→ ACTION ITEM
Reproduce precisely the lines of the listing below, starting with the line that contains "Target: black sunglasses" and stopping after the line that contains "Target: necklace pendant"; include nothing else.
(Beginning of MATERIAL TO PROCESS)
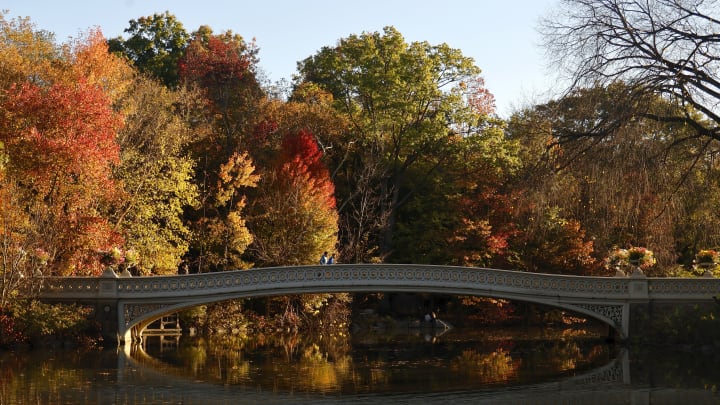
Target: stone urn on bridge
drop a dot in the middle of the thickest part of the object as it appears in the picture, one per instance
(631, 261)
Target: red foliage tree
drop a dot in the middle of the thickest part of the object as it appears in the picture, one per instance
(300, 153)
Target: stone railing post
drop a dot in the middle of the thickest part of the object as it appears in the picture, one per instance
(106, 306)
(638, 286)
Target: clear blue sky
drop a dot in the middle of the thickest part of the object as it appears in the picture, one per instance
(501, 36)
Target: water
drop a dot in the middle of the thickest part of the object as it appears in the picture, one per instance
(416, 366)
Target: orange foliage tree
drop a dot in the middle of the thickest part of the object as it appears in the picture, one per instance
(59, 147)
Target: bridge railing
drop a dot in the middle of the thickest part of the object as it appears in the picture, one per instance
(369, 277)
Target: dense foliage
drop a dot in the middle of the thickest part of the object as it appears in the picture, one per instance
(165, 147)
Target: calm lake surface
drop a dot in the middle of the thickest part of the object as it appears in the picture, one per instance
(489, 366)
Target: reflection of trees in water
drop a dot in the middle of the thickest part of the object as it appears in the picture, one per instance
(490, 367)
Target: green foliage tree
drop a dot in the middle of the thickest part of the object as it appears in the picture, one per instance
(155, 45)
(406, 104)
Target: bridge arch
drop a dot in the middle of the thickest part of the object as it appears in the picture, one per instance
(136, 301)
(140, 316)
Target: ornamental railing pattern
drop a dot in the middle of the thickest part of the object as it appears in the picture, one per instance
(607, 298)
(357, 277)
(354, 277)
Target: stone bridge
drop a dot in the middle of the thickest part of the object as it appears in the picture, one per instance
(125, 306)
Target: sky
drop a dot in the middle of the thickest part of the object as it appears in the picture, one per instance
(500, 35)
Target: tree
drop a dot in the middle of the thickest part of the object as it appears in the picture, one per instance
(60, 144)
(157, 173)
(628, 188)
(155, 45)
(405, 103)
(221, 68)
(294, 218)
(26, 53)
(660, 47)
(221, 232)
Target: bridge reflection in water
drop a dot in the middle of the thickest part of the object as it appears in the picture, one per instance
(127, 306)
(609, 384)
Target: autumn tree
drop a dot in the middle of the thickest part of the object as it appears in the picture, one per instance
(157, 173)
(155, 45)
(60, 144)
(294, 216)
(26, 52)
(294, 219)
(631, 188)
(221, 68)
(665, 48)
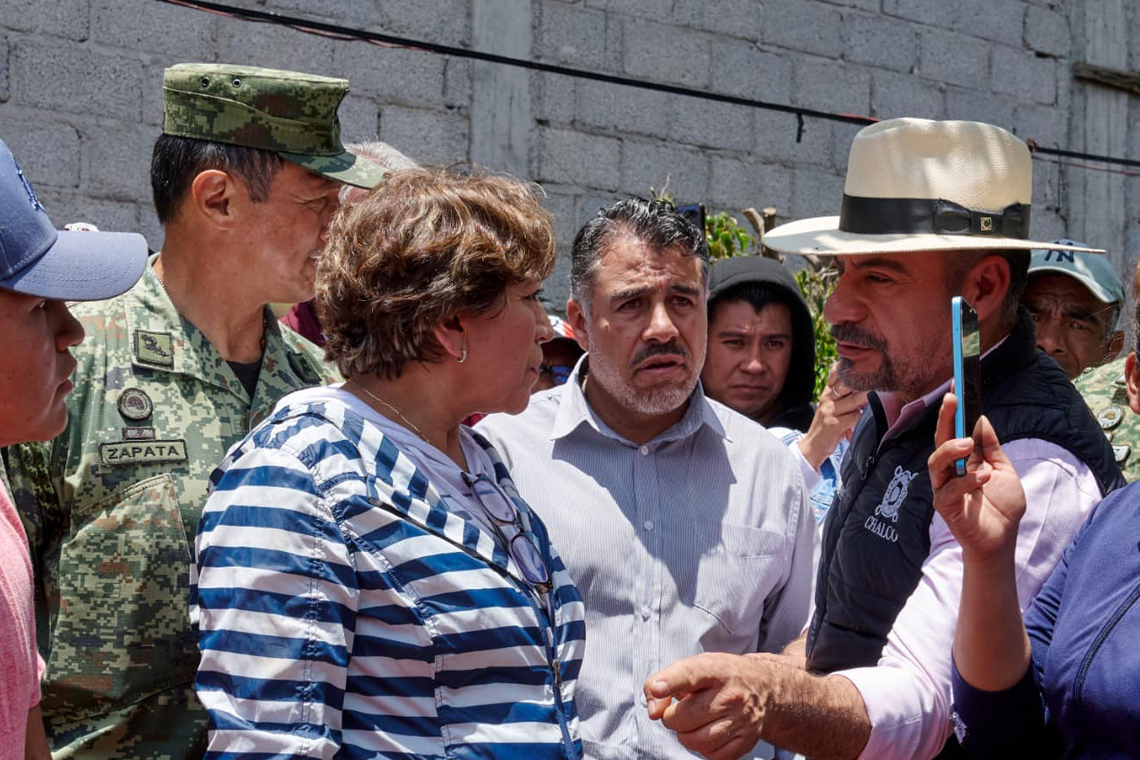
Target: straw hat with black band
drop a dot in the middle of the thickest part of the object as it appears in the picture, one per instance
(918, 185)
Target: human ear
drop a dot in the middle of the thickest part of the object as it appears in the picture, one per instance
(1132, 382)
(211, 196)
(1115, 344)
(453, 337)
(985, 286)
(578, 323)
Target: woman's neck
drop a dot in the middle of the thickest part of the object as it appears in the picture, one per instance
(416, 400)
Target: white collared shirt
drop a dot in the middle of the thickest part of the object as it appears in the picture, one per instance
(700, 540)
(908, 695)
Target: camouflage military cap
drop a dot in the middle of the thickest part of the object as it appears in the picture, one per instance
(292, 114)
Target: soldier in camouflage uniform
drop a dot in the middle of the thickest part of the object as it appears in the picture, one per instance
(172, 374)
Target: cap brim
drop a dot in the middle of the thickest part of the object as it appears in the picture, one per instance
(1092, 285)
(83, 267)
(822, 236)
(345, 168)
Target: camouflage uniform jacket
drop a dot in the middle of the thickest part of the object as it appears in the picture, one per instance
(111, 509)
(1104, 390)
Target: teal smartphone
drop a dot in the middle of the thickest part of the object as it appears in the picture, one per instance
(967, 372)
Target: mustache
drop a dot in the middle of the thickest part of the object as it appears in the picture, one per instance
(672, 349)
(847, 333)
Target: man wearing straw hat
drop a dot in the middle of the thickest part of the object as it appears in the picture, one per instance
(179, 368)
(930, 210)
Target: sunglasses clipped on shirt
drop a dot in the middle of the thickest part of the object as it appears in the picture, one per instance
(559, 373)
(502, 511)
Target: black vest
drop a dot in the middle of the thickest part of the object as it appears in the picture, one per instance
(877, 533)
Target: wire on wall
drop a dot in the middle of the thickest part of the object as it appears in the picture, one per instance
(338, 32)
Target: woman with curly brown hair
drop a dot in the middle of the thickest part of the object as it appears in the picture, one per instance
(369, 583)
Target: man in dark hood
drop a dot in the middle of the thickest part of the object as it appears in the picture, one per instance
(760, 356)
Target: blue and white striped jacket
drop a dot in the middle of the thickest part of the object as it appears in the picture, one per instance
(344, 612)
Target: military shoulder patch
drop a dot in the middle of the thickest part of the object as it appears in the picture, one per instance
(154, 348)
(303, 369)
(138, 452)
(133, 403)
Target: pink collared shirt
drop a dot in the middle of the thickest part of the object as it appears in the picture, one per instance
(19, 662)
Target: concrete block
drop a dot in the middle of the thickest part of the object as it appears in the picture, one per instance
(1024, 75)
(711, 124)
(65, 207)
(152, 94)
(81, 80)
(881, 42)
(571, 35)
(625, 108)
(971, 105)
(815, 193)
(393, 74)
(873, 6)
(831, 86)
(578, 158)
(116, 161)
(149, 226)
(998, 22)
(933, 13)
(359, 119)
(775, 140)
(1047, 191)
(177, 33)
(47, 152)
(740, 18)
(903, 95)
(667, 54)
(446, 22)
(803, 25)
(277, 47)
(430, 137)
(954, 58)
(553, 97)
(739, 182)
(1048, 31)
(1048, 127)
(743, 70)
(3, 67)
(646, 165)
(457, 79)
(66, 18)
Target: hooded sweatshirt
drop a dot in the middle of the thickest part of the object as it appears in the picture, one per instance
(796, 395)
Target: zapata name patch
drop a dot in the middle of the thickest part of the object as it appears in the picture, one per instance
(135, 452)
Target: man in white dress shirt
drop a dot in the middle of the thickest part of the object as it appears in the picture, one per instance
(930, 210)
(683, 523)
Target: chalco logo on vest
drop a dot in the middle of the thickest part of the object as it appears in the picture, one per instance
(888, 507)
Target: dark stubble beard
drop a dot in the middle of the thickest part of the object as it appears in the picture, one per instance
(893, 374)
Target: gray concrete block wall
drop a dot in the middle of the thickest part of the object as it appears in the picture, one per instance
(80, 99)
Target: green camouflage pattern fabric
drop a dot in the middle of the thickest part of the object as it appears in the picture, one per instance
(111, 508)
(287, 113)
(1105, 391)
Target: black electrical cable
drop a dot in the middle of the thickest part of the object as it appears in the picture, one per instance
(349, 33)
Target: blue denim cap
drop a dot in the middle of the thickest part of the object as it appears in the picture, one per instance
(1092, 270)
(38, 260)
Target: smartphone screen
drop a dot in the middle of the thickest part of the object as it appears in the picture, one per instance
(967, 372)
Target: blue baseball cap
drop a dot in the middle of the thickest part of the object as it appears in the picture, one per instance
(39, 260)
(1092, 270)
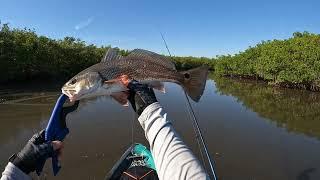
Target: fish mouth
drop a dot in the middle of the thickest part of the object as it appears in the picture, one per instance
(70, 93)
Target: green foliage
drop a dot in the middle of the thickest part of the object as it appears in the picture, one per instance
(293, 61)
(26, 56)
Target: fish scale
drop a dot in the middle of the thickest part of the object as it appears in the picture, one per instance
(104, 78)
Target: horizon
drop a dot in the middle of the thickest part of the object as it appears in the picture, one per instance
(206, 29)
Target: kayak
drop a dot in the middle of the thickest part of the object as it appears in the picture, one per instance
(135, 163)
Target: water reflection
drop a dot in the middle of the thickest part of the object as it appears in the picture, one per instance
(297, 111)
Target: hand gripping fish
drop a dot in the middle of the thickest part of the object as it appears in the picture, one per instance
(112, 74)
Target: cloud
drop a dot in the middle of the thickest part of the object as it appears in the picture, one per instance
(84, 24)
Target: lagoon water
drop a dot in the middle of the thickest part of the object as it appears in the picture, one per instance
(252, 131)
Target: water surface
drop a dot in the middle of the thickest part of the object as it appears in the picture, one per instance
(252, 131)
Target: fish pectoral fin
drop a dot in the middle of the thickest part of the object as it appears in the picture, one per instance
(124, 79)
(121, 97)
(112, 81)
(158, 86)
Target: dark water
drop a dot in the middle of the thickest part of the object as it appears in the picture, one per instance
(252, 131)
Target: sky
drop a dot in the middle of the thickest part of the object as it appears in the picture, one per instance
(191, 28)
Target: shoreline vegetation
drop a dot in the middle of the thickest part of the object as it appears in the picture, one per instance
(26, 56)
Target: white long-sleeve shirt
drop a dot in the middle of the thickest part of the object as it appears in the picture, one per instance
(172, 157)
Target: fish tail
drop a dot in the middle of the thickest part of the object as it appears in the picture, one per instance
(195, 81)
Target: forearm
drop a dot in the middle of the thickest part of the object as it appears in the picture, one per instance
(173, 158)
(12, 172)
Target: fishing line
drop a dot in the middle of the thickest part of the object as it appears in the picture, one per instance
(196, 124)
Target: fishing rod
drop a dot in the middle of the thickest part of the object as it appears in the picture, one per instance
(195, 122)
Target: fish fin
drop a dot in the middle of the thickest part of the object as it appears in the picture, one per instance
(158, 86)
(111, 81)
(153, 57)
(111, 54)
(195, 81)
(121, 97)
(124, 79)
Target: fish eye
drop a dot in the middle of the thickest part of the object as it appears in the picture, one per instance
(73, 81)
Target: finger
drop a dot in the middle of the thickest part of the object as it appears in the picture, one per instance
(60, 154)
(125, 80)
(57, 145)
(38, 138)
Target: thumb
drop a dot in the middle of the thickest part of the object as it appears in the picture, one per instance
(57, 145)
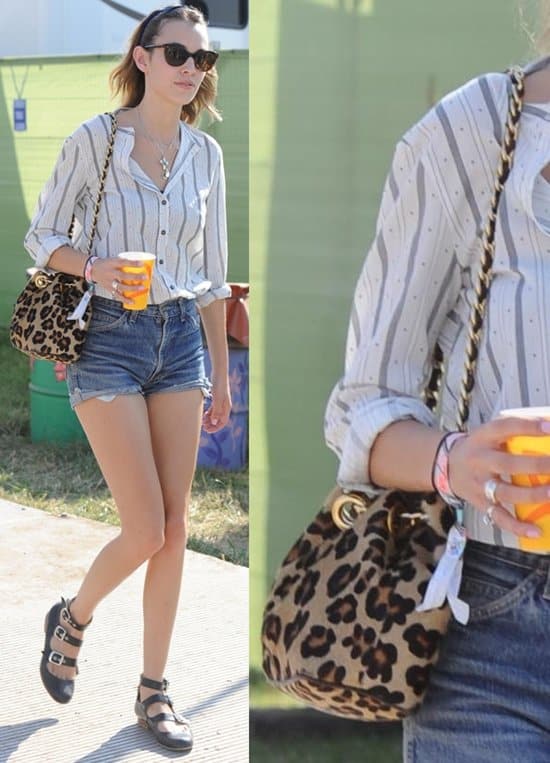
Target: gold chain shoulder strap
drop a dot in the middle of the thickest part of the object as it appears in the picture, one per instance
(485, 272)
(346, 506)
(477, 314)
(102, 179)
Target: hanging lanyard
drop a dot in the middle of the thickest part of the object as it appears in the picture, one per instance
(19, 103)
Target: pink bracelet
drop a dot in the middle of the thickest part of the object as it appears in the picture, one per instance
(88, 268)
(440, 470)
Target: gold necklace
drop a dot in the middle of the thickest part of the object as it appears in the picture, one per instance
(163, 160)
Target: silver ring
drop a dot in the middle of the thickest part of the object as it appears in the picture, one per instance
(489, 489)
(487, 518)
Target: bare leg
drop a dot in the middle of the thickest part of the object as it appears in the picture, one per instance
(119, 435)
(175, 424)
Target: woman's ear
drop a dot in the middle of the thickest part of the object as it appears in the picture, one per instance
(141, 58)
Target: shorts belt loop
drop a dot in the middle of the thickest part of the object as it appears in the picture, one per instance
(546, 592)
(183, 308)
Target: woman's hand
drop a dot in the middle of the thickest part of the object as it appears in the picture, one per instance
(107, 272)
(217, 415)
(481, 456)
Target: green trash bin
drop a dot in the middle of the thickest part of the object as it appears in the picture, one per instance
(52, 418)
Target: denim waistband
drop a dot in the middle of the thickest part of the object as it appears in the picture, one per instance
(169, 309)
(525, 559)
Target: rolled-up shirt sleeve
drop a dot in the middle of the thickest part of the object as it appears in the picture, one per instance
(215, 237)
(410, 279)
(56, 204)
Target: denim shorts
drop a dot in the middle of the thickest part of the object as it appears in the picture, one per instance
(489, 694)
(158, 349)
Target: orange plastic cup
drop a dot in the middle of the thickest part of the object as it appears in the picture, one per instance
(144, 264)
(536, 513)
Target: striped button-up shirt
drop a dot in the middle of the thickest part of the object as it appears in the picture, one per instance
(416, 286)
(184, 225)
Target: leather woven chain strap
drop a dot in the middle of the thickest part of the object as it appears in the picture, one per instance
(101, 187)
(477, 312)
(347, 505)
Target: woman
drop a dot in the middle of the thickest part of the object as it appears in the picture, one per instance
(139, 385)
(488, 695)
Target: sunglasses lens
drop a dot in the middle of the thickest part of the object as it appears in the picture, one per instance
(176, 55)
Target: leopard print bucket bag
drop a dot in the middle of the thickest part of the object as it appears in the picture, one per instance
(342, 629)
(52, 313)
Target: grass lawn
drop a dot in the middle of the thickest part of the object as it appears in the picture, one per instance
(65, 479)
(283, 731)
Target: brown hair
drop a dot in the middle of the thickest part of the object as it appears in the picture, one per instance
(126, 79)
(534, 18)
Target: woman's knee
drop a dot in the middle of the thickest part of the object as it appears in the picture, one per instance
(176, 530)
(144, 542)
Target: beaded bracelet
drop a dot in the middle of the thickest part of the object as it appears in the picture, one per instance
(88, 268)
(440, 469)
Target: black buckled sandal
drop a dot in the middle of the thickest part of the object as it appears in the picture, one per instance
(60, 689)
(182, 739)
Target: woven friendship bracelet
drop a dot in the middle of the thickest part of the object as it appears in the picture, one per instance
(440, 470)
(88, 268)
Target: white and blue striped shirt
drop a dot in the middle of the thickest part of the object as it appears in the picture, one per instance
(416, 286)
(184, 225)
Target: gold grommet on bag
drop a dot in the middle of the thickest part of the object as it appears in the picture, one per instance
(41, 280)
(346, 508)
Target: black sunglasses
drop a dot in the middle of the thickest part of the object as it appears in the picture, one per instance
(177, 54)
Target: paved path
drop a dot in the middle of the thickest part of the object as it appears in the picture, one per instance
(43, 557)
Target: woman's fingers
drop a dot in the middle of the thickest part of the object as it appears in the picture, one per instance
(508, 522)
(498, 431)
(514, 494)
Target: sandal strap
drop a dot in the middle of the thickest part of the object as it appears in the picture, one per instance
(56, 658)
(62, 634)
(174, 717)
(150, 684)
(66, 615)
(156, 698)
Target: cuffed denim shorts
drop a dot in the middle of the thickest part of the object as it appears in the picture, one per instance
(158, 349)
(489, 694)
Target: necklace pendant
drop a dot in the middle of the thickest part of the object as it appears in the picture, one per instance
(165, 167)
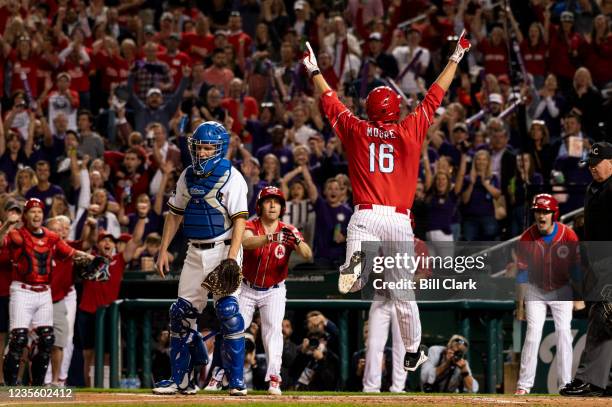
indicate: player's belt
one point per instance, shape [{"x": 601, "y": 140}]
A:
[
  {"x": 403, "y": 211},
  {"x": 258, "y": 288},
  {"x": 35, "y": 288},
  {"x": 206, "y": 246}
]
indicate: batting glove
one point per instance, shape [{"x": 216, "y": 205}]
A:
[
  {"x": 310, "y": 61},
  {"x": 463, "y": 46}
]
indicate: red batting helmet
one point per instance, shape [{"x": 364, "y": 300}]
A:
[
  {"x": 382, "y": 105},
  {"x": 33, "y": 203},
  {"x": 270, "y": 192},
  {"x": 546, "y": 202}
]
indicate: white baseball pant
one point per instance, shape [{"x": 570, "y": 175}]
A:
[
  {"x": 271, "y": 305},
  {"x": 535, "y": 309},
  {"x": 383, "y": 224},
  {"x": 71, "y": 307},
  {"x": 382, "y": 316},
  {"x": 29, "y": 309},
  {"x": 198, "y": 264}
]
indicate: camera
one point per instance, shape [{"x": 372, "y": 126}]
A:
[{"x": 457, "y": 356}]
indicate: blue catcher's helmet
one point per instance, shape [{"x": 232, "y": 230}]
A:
(End of MATERIAL TO PROCESS)
→ YOUR SOLUTION
Target: black sunglasses
drop a dot in the middle of the thickest part of the object as it appears in the picture, one per instance
(177, 54)
Target: paved path
drop a dot in the middle of the thickest part of the object as it appears in the picture, one per instance
(43, 557)
Target: woman's fingers
drop a dot in the middle of the thickest part of the object as it appears in the picture, one per instance
(508, 522)
(498, 431)
(514, 494)
Target: sandal strap
drop a dot in the middle of the thickest part of the object as it appears in the picture, one per instance
(56, 658)
(62, 634)
(174, 717)
(150, 684)
(66, 615)
(156, 698)
Target: cuffed denim shorts
drop a dot in the middle of the thickest part of the object as it appears in the picture, one per instance
(158, 349)
(489, 694)
Target: necklace pendant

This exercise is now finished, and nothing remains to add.